start MATERIALS PROVIDED
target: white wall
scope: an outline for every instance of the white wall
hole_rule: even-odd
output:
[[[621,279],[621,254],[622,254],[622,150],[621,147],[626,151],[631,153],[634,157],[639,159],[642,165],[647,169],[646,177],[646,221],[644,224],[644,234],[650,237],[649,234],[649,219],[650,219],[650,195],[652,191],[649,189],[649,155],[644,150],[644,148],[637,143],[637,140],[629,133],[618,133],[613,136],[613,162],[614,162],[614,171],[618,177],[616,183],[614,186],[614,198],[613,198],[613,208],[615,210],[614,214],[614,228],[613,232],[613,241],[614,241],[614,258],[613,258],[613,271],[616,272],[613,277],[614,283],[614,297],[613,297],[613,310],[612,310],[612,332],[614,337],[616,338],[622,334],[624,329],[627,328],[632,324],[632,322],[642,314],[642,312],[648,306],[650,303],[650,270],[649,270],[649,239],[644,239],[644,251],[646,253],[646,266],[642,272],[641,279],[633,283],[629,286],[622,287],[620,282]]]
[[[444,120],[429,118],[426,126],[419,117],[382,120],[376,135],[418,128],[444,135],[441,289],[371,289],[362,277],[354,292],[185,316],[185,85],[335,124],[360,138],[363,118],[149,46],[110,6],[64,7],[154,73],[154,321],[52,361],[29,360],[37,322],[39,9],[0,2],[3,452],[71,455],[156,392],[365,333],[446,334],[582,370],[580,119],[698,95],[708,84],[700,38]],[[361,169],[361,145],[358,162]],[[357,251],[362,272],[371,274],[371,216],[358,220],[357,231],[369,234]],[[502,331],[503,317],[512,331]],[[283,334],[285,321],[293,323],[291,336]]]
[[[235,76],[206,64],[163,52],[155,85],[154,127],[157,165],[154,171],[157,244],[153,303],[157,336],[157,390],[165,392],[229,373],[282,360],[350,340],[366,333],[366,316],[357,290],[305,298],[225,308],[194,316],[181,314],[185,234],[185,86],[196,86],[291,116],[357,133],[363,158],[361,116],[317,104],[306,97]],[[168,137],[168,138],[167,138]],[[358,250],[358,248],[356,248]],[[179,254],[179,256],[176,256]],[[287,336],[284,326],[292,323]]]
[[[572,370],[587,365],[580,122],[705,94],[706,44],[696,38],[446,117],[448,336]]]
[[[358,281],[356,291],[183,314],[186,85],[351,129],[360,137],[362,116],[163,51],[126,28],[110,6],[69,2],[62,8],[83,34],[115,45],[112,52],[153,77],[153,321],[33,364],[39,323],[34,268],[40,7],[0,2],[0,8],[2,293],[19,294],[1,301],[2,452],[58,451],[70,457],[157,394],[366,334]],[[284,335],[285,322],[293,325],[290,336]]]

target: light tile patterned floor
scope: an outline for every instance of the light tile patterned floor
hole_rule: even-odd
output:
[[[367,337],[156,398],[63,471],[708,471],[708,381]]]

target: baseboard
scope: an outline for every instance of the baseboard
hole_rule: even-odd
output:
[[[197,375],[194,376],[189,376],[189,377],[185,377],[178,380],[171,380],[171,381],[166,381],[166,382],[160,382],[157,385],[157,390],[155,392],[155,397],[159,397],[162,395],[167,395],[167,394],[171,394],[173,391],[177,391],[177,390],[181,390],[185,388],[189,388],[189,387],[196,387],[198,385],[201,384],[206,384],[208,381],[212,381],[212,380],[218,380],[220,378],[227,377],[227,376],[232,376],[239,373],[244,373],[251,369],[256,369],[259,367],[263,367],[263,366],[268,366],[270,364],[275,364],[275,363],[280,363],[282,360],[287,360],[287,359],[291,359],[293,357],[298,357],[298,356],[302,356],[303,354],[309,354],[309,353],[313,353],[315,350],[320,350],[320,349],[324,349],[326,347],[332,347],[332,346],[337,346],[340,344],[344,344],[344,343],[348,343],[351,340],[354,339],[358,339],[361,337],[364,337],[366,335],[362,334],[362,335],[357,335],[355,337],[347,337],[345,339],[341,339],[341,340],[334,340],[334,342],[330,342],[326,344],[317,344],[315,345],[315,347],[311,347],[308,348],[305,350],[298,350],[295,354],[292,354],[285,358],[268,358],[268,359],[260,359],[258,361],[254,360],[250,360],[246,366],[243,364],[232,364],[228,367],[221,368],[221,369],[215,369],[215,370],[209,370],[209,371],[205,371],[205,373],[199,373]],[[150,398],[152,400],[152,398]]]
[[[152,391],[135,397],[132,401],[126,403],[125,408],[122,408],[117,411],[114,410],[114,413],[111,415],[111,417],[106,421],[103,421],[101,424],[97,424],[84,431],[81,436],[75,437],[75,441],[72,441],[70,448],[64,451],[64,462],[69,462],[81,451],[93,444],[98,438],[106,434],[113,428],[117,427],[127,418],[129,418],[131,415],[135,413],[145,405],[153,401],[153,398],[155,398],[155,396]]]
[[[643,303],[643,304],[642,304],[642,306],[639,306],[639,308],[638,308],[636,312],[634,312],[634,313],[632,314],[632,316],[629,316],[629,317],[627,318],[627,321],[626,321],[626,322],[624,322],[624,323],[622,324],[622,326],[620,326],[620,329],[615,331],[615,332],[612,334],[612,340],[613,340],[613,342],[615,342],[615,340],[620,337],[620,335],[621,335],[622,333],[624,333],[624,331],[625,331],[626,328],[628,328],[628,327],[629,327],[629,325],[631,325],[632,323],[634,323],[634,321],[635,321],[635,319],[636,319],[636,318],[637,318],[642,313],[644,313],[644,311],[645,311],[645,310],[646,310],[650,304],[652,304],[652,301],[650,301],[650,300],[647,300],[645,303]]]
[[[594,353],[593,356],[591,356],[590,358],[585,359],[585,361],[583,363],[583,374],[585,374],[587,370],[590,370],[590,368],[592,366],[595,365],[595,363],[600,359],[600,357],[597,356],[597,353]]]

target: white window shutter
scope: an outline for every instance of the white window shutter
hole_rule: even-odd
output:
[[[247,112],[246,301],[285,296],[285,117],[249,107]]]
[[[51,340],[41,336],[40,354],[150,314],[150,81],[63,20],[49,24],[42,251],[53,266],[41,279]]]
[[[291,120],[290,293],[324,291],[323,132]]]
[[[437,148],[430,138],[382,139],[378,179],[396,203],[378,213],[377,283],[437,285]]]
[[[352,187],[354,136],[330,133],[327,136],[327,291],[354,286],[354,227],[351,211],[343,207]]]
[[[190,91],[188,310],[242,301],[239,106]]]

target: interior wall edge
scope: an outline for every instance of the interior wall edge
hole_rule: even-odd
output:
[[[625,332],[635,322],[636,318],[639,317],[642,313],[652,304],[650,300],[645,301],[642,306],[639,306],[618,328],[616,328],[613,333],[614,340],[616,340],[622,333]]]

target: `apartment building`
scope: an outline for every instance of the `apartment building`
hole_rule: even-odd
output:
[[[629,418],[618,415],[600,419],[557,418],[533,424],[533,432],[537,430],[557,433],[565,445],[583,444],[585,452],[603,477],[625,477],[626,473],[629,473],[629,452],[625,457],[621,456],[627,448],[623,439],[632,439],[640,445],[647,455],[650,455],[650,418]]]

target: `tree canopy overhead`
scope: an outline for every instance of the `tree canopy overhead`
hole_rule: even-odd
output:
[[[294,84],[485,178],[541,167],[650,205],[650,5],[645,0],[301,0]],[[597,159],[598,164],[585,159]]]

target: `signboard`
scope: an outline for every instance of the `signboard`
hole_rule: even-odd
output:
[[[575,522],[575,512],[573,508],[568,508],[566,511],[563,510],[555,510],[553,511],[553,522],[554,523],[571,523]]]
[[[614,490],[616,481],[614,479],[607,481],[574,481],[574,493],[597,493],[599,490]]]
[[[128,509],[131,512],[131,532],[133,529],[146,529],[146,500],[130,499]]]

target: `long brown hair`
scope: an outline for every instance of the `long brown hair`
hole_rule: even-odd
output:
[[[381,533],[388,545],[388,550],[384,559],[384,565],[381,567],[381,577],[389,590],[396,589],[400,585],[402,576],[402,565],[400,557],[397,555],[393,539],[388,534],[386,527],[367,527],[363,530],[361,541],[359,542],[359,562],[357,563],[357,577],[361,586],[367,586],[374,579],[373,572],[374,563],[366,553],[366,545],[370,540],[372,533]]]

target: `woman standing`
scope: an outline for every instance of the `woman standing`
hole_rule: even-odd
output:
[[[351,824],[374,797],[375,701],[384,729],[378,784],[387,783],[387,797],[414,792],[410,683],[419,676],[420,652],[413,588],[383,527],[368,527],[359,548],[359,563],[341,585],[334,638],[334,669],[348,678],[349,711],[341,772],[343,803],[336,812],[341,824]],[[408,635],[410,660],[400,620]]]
end MATERIALS PROVIDED
= YOUR TASK =
Pull out every line of the entries above that contains the string "standing", treating uppercase and lowercase letters as different.

= OUTPUT OF THE EXERCISE =
target: `woman standing`
scope: an outline for every instance of the `woman standing`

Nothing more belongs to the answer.